| TEKS YANG DIBERIKAN |
# # # # # # #
Indramayu, (Buserpresisi.com) – Pernyataan mengejutkan datang dari Badan Pusat Statistik (BPS) Indramayu yang menyebut bahwa utang petani di wilayah tersebut, yang mencapai Rp 1,4 triliun, adalah hal yang wajar. Namun, respons keras langsung datang dari kalangan mahasiswa.
Rokhmat Firdaus, Sekretaris Daerah BEM Nusantara Jawa Barat, angkat bicara dan menilai pernyataan itu sangat tidak sensitif terhadap realita pahit yang dihadapi petani saat ini.
"Bagaimana bisa disebut wajar, kalau faktanya banyak petani terjebak bunga tinggi, akses pupuk subsidi makin susah, dan harga gabah terus anjlok? Utang itu bukan cuma soal angka, tapi soal hidup mereka ke depan," tegas Rokhmat, Rabu (17/9/2025).
Rokhmat menegaskan bahwa tugas pemerintah dan lembaga terkait seharusnya mencari solusi konkret, bukan sekadar menormalkan kondisi yang menyengsarakan petani. Ia membeberkan bahwa hasil kajian mahasiswa justru menemukan akar persoalan yang jauh lebih kompleks.
"Rendahnya Nilai Tukar Petani (NTP), distribusi lahan yang timpang, sampai akses permodalan yang minim itu semua jadi penyebab utama. Kalau ini dibiarkan, utang akan terus menggunung," katanya.
Lebih lanjut, Rokhmat menyoroti dampak pernyataan BPS yang bisa memperkuat stigma bahwa berutang adalah 'normal' bagi petani.
# # # # # # #
| DATA YANG DITAMPILKAN |

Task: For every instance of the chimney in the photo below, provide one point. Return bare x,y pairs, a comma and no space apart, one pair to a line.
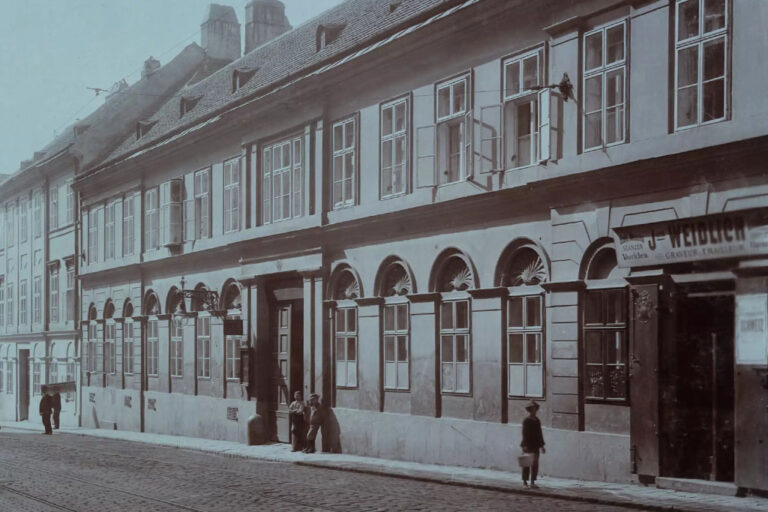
220,33
264,21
# # # # # # #
| TUGAS YANG DIKERJAKAN |
1. Tuliskan kembali bagian berita tentang utang petani mulai dari "Indramayu, (Buserpresisi.com) –" sampai dengan "Rokhmat, Rabu (17/9/2025).", tanpa mengubah satu kata pun.
2. Terjemahkan kalimat dari berita tentang utang petani ini ke dalam bahasa Inggris: "Lebih lanjut, Rokhmat menyoroti dampak pernyataan BPS yang bisa memperkuat stigma bahwa berutang adalah 'normal' bagi petani."
3. Berdasarkan berita tentang utang petani, jelaskan dalam satu sampai tiga kalimat mengapa Rokhmat menolak anggapan bahwa utang petani itu wajar.
Gunakan hanya berita tentang utang petani sebagai sumber.

| JAWABAN TIAP TUGAS |
1.
Indramayu, (Buserpresisi.com) – Pernyataan mengejutkan datang dari Badan Pusat Statistik (BPS) Indramayu yang menyebut bahwa utang petani di wilayah tersebut, yang mencapai Rp 1,4 triliun, adalah hal yang wajar. Namun, respons keras langsung datang dari kalangan mahasiswa.
Rokhmat Firdaus, Sekretaris Daerah BEM Nusantara Jawa Barat, angkat bicara dan menilai pernyataan itu sangat tidak sensitif terhadap realita pahit yang dihadapi petani saat ini.
"Bagaimana bisa disebut wajar, kalau faktanya banyak petani terjebak bunga tinggi, akses pupuk subsidi makin susah, dan harga gabah terus anjlok? Utang itu bukan cuma soal angka, tapi soal hidup mereka ke depan," tegas Rokhmat, Rabu (17/9/2025).

2. Furthermore, Rokhmat highlighted the impact of the BPS statement, which could reinforce the stigma that going into debt is "normal" for farmers.

3. Menurut Rokhmat, utang itu tidak bisa disebut wajar karena banyak petani terjebak bunga tinggi. Pupuk subsidi juga makin susah didapat, dan harga gabah terus anjlok. Ia menambahkan bahwa utang itu bukan cuma soal angka, tetapi soal hidup petani ke depan.